**Task description**
Keep the wording of each record exactly the same when you repeat it, and leave out pictures.

--- start Material supplied ---

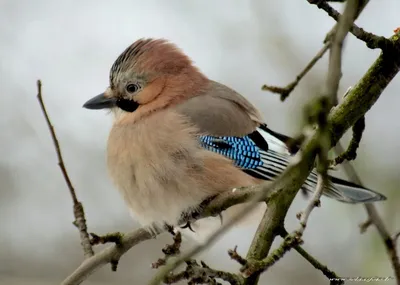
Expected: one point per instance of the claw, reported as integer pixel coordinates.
(188, 225)
(221, 218)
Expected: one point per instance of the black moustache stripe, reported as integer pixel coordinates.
(127, 105)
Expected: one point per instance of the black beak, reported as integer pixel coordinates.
(100, 102)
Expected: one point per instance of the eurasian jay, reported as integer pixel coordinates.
(179, 137)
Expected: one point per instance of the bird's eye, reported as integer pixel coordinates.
(132, 88)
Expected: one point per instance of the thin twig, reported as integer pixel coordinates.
(371, 40)
(233, 254)
(79, 214)
(202, 274)
(375, 219)
(270, 190)
(335, 56)
(351, 152)
(314, 202)
(114, 252)
(285, 91)
(312, 260)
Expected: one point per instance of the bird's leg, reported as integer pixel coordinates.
(195, 213)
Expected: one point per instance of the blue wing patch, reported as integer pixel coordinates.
(242, 150)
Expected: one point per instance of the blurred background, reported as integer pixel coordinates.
(70, 46)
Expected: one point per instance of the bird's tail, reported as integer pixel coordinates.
(349, 192)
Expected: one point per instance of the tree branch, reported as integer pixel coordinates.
(375, 219)
(351, 152)
(371, 40)
(335, 57)
(285, 91)
(127, 241)
(79, 214)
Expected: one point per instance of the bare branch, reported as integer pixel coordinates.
(371, 40)
(79, 214)
(351, 152)
(313, 261)
(314, 202)
(236, 256)
(335, 56)
(375, 219)
(108, 255)
(285, 91)
(126, 241)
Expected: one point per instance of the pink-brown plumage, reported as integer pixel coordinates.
(162, 105)
(154, 156)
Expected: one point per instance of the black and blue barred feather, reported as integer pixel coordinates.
(263, 154)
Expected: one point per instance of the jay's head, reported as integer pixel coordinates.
(148, 70)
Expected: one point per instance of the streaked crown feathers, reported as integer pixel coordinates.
(150, 57)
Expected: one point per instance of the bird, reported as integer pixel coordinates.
(179, 138)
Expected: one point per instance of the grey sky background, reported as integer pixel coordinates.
(71, 46)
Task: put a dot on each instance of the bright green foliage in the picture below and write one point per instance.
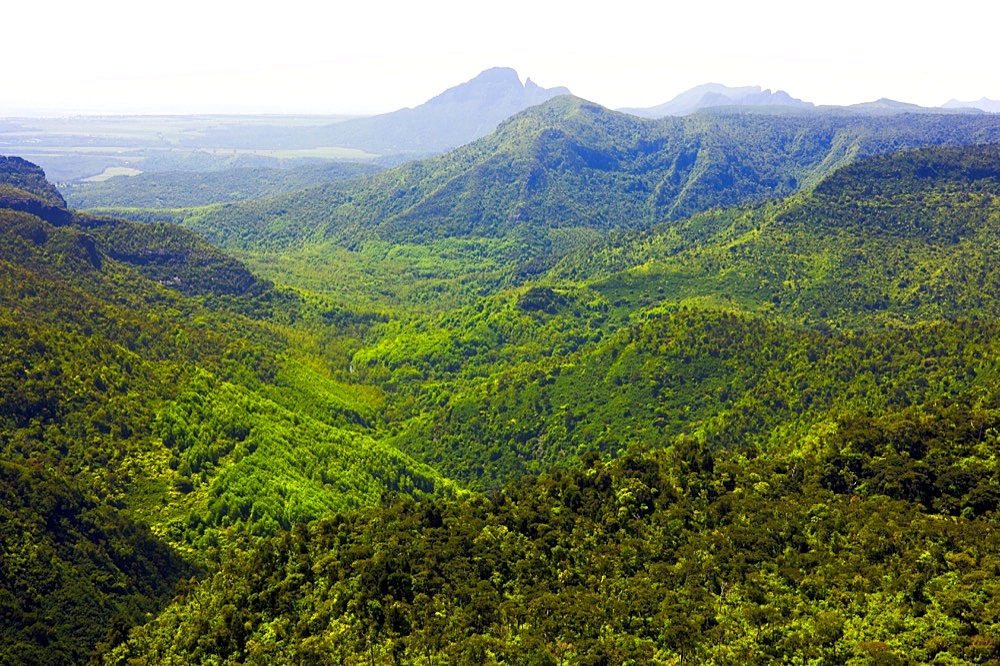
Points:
(138, 425)
(547, 180)
(796, 401)
(678, 555)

--- end Material supplied ---

**Complete answer**
Expected: one point per instance of the claw, reported as integer pixel coordinates.
(188, 225)
(221, 218)
Expected: one point per instance of the black moustache stripe, reported as integer pixel coordinates.
(127, 105)
Expected: one point per instance of the black beak, reported as integer pixel coordinates.
(100, 102)
Expected: one point per instance of the eurasian jay, reported as integer pixel coordinates.
(179, 137)
Expected: one point per instance of the bird's eye, reported as integer pixel coordinates.
(132, 88)
Expected: one point per instance of the thin twig, reported as integer pixel coordinates.
(371, 40)
(233, 254)
(79, 214)
(202, 274)
(375, 219)
(270, 190)
(335, 56)
(351, 152)
(314, 202)
(114, 252)
(285, 91)
(312, 260)
Expected: one point per instance of the bird's leg, reported as integer pixel coordinates.
(195, 213)
Expected: one point per instance of the blue wing patch, reported as integer pixel coordinates.
(242, 150)
Expected: one point per instance of the blurred background, reported as integer pixel coordinates.
(70, 46)
Expected: one point per instance of the bird's tail, reported as integer pixel coordinates.
(349, 192)
Expected: one point per instance of the tree branch, reported as integer pixel coordinates.
(375, 219)
(351, 152)
(371, 40)
(335, 57)
(285, 91)
(127, 241)
(79, 214)
Expected: one point per instance of the bare branch, reported as integer pixel coordinates.
(371, 40)
(79, 214)
(351, 152)
(313, 261)
(314, 202)
(236, 256)
(335, 56)
(375, 219)
(108, 255)
(285, 91)
(126, 241)
Expected: one point per instance of the pink-brown plumage, reported as integer pixel coordinates.
(162, 105)
(154, 156)
Expected: one point per instance of the black and blue barred feather, reported as integer pixel coordinates.
(263, 154)
Expected: one point per instance of the jay's head, reported as integer pixel coordinates.
(148, 70)
Expected: one point per instance of the streaked crown feathers, reported as integer pixel coordinates.
(150, 57)
Expected: one point per instance of the bird, reported as integer pixel coordinates.
(179, 138)
Expected: one point per instance of the grey sky background, reported as integer pixel coordinates.
(71, 46)
Task: put a dot on each instance of the bright green foliage in the picture below and write one point per instance.
Points:
(138, 425)
(547, 180)
(796, 401)
(678, 555)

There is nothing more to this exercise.